When every entry has been read, print each one back exactly.

Dataset items:
· · · · ·

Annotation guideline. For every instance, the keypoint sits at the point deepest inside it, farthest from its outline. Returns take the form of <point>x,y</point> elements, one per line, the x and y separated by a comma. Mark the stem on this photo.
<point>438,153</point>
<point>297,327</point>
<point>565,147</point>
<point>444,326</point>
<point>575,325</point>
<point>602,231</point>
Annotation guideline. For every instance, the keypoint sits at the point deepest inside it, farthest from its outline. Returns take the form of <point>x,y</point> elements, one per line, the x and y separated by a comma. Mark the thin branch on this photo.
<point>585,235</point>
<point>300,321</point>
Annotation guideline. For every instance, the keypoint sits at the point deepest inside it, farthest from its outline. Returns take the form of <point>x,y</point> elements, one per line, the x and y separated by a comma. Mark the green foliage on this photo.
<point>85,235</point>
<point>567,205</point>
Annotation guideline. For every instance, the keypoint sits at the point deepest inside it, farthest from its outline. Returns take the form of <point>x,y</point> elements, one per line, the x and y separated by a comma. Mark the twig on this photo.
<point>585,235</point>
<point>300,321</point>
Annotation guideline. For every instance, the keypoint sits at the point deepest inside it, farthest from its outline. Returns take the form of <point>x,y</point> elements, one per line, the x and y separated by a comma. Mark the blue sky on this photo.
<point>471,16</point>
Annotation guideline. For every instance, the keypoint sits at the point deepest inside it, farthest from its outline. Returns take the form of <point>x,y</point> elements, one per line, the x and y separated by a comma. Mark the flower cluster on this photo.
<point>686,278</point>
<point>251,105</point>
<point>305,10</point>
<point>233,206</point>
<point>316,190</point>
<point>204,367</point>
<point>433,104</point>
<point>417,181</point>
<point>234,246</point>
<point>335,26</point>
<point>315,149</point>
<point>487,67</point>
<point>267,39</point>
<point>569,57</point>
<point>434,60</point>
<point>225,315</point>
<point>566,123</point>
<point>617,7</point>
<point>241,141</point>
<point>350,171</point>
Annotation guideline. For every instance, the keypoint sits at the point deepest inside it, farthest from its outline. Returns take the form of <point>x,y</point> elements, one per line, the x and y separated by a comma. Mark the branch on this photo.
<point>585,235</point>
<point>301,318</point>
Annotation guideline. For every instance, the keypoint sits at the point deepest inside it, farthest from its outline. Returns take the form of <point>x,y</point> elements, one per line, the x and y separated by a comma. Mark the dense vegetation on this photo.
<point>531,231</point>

· · · · ·

## Response box
Annotation guideline. For every instance, the keypoint sits at the point deepest inside it, farthest from its outline. Returns take the form of <point>x,y</point> elements, one per line, the x and y separated by a comma. Mark the stem on this photo.
<point>438,153</point>
<point>297,327</point>
<point>565,147</point>
<point>444,326</point>
<point>575,325</point>
<point>602,231</point>
Annotation guideline. For every instance, the keypoint sits at the point deepest inside it, farthest from its outline. Returns take the form of <point>x,y</point> elements, one per line, the x and y separated by a comma. Mark the thin branch on this photo.
<point>585,235</point>
<point>300,321</point>
Annotation guideline. For every instance, the keypoint sits at the point deepest inside it, farthest from its outline. Returns take the form of <point>x,y</point> elements, one per line, the x and y separated by a comma. Mark the green foliage on this photo.
<point>85,235</point>
<point>567,205</point>
Annotation guideline. For every instance, the keypoint sits at the point deepest inside it, farthest from its outline. Returns take the form of <point>x,y</point> elements, one per line, the x and y separated by a comma. Mark the twig on this photo.
<point>585,235</point>
<point>300,321</point>
Annotation guideline. For every instance, the keypoint sits at the point deepest inside it, farthest from its outline. Returns take the form of <point>x,y</point> elements, one per line, the x and y separated by a comma. Mark the blue sky on this photo.
<point>471,16</point>
Annotation guideline. For every instance, the keypoint sits at the point deepest inside it, farthest from its outline. Returns take the form of <point>x,y</point> elements, one per line, the x and y separated by a comma. Mark the flower cluster on this photo.
<point>686,278</point>
<point>251,105</point>
<point>305,10</point>
<point>233,206</point>
<point>316,190</point>
<point>204,367</point>
<point>433,104</point>
<point>417,181</point>
<point>234,246</point>
<point>335,26</point>
<point>315,149</point>
<point>487,67</point>
<point>267,39</point>
<point>569,57</point>
<point>434,60</point>
<point>225,315</point>
<point>566,123</point>
<point>617,7</point>
<point>241,141</point>
<point>350,171</point>
Annotation guideline. For every instance, the keypoint sits at the point deepest inside it, farthest from its outline. Returns take the form of <point>x,y</point> elements, one per line, the x and y separated by a comma. Mark the branch on this photo.
<point>585,235</point>
<point>301,318</point>
Annotation guideline. For every instance, the keypoint sits at the point deepest inside it, farthest from its outline. Returns take the form of <point>x,y</point> elements, one per line, the x and y separated by a comma. Mark the dense vegetation on this photo.
<point>531,231</point>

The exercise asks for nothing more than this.